Work required ->
From the line with "of the shoes" to the final line of the records, reproduce every line exactly and only those lines.

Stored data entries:
──────────

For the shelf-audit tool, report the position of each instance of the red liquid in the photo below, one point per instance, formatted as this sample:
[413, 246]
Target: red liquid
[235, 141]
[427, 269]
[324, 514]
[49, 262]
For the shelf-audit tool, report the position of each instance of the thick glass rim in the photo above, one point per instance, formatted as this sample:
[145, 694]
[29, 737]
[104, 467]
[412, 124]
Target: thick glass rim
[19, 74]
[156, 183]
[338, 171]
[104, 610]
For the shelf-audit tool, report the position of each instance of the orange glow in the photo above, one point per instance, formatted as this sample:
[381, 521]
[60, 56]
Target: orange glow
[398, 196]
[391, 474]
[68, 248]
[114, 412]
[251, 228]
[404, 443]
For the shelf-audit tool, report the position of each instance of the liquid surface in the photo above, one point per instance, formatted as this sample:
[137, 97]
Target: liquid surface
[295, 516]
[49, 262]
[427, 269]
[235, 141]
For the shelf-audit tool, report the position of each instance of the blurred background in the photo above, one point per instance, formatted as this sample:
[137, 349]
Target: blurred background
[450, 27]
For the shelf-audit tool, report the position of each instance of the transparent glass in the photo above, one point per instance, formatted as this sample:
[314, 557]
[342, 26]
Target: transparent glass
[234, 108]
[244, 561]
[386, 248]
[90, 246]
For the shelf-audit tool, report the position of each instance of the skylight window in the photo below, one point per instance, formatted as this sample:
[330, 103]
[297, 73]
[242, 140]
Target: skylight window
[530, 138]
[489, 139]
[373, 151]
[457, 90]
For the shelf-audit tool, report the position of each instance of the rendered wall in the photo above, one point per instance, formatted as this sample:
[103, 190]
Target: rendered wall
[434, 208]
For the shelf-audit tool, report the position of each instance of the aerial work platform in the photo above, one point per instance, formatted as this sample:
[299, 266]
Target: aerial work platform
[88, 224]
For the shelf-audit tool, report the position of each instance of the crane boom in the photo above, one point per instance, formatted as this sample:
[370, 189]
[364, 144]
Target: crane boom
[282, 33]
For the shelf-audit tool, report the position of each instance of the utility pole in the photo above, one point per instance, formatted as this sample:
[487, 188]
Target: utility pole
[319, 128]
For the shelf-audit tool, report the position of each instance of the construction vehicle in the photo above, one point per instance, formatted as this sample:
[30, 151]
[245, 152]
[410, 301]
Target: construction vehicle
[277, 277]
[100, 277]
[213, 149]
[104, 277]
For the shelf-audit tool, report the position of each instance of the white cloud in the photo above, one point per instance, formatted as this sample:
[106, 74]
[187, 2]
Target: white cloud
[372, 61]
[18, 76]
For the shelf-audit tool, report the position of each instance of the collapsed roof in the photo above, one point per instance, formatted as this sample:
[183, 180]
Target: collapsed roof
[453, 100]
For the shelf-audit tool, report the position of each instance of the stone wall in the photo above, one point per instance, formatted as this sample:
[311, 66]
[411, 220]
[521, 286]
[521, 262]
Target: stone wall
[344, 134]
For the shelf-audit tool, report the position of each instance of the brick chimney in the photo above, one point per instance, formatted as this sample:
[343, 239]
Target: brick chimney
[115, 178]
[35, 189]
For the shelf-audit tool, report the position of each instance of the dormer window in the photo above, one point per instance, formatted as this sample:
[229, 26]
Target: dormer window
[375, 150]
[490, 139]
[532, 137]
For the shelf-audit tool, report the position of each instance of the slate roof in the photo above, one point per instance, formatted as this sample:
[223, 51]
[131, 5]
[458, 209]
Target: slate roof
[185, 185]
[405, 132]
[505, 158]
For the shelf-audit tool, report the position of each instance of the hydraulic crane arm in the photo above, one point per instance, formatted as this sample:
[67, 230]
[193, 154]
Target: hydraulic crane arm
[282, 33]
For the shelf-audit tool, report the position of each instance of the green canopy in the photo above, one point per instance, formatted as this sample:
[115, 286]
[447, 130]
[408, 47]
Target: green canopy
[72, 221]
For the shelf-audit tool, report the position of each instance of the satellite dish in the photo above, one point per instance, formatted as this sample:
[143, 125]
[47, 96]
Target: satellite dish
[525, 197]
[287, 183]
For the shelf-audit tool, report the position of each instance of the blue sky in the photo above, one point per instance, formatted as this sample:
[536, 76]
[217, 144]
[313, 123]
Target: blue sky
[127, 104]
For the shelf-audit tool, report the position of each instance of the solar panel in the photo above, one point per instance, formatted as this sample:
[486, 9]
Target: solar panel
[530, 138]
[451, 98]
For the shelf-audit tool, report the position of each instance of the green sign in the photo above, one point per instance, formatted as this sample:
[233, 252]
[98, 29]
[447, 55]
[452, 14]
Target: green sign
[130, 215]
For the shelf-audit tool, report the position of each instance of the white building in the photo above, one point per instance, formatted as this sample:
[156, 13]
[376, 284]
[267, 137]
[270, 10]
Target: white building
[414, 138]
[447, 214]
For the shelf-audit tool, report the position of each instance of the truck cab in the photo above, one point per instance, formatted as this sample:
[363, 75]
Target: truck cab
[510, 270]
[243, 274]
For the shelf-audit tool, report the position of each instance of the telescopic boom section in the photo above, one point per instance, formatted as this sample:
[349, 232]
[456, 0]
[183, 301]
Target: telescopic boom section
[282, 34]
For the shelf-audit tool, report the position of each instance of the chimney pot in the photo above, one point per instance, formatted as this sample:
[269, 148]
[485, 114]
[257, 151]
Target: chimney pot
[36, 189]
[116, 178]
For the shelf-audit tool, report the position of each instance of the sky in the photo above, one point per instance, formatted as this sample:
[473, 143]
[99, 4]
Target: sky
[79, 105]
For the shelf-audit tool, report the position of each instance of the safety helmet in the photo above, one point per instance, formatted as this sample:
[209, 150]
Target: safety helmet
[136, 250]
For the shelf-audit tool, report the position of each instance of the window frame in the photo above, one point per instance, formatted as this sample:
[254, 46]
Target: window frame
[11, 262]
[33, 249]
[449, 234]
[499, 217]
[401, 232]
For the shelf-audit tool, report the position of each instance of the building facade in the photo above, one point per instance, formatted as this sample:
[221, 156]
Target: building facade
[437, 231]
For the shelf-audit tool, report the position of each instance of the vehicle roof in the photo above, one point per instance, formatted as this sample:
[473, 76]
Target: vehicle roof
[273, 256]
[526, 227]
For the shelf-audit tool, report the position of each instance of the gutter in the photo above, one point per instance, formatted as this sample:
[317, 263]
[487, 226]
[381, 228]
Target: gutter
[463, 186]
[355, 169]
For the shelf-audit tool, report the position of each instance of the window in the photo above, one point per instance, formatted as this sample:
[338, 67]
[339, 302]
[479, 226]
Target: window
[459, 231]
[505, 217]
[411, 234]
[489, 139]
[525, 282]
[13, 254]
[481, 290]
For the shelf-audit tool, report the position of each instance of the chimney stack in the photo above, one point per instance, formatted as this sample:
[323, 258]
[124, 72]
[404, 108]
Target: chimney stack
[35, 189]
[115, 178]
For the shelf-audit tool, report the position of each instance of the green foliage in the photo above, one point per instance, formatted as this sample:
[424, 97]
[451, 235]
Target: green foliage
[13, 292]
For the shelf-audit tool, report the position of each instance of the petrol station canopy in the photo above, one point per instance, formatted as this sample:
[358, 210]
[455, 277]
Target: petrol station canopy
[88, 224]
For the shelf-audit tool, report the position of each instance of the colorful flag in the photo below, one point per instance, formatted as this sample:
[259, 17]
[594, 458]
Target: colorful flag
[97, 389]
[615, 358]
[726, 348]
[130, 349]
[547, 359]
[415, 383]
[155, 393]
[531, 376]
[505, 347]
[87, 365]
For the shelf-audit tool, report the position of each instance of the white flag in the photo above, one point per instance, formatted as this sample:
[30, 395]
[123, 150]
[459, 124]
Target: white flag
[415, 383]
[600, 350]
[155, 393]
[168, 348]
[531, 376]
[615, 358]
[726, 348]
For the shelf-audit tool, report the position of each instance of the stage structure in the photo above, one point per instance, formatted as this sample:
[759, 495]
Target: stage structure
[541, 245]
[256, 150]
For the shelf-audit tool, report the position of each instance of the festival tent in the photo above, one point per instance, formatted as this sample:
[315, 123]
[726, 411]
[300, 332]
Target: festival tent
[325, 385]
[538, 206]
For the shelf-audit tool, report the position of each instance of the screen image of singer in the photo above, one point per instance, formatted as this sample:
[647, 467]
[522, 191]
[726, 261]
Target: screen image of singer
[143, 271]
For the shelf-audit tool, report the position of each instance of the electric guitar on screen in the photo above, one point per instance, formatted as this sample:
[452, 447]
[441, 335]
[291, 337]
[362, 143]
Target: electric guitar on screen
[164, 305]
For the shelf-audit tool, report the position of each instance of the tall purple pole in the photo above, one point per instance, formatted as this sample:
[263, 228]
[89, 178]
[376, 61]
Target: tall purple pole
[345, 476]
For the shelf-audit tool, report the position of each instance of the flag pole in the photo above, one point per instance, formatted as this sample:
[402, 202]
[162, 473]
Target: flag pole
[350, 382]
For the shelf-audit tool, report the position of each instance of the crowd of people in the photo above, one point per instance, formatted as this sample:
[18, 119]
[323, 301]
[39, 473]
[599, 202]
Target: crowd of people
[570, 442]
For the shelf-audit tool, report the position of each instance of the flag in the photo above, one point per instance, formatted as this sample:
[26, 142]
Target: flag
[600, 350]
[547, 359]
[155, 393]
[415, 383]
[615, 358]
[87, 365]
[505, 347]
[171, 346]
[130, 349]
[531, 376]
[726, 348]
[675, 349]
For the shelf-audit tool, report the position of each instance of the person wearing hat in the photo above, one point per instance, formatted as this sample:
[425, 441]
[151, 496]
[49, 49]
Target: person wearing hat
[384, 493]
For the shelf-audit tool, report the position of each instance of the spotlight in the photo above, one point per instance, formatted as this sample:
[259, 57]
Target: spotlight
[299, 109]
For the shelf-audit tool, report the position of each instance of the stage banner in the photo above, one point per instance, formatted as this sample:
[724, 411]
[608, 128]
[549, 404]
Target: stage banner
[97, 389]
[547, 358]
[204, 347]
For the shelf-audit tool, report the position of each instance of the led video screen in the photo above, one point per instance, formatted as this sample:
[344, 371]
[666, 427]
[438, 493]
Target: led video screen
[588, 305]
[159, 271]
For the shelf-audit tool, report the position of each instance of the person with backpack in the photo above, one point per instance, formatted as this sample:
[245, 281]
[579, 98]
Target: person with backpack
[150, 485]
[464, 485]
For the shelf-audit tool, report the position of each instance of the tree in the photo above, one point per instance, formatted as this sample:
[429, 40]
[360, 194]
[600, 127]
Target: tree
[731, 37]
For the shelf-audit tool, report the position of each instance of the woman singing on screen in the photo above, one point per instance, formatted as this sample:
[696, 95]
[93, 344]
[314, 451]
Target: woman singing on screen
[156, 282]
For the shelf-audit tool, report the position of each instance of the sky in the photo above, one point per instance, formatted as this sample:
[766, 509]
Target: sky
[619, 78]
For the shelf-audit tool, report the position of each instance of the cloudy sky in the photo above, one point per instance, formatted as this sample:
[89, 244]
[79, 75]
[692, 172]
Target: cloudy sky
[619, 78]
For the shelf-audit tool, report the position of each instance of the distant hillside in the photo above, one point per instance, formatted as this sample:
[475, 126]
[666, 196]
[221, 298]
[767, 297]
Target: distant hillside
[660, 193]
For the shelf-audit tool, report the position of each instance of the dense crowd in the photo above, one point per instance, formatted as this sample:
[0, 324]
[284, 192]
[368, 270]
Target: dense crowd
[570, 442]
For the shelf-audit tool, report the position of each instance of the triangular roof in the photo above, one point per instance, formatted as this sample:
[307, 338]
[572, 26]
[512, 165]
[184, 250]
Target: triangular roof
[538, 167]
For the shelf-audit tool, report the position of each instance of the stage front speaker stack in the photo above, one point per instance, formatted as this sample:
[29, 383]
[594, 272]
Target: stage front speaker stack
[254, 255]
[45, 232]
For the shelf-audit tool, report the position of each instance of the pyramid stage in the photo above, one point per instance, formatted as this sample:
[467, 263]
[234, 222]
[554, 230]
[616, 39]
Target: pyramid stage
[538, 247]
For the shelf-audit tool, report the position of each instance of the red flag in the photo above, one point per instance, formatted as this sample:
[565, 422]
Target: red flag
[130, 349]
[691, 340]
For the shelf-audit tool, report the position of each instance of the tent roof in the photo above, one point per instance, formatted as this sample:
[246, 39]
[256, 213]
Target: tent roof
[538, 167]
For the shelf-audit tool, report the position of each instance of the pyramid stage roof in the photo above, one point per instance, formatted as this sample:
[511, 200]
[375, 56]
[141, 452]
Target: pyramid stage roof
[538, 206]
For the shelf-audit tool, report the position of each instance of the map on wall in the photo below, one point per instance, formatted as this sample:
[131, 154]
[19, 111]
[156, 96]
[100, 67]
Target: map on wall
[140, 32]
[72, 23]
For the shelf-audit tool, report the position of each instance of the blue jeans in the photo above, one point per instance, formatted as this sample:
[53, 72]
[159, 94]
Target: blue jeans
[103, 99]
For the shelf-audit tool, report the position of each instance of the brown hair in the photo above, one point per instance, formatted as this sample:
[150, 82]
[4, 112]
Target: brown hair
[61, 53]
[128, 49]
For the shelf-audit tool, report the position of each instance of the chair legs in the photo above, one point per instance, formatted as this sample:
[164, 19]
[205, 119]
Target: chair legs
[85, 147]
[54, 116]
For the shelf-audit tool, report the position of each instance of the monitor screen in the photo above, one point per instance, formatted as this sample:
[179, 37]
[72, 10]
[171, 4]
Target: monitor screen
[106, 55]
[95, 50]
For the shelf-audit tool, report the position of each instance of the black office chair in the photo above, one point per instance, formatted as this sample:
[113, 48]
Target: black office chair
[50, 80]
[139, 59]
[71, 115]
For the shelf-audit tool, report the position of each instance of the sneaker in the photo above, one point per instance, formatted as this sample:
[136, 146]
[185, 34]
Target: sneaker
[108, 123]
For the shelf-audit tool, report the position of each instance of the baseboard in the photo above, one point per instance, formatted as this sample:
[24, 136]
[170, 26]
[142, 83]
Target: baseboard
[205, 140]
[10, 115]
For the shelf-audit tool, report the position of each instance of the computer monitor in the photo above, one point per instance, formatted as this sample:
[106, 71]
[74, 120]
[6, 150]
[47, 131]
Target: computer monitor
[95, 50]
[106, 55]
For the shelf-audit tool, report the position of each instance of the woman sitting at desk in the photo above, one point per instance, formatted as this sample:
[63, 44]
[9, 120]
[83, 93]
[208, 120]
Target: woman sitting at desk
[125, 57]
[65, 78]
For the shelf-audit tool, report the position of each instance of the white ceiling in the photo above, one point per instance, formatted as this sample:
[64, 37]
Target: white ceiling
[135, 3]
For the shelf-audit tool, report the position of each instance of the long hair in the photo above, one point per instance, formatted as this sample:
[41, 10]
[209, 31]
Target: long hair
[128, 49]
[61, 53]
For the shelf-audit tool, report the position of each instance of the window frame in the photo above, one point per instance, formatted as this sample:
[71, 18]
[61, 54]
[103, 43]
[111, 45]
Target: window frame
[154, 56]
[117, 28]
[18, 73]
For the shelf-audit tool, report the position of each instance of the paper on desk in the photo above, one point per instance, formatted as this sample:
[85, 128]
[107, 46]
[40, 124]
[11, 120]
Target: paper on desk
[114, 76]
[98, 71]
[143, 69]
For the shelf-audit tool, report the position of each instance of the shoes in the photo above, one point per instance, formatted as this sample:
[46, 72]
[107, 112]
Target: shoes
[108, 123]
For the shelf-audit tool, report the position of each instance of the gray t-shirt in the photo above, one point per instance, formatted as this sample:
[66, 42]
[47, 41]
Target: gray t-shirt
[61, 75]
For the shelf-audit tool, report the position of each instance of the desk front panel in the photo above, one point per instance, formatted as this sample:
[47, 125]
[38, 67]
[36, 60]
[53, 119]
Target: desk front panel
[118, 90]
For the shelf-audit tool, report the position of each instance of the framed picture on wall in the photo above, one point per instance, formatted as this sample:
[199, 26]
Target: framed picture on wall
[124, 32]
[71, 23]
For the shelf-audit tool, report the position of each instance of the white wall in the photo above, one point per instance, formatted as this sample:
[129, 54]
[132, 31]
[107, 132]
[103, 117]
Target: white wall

──────────

Complete answer ->
For the shelf-audit tool, report the position of each instance of the shoes in the photo above, one point per instance, formatted as this sample:
[46, 72]
[107, 112]
Target: shoes
[108, 123]
For the shelf-audit tool, report the position of each instance of the gray t-shirt in the photo above, one point per instance, formatted as this sample:
[66, 42]
[47, 41]
Target: gray t-shirt
[61, 75]
For the shelf-audit tool, report the position of each instance of the desk front panel in the photo above, one point per instance, formatted as this sample:
[47, 125]
[38, 67]
[36, 60]
[53, 119]
Target: desk front panel
[118, 90]
For the shelf-audit tool, report the position of each instance of the framed picture on wall in the photo above, one point per instance, formatted as this sample:
[199, 26]
Target: framed picture on wall
[124, 32]
[71, 23]
For the shelf-audit tool, report the position of each instance of the white wall in the photo above, one point per instance, formatted as this sample:
[129, 54]
[132, 31]
[107, 132]
[103, 117]
Target: white wall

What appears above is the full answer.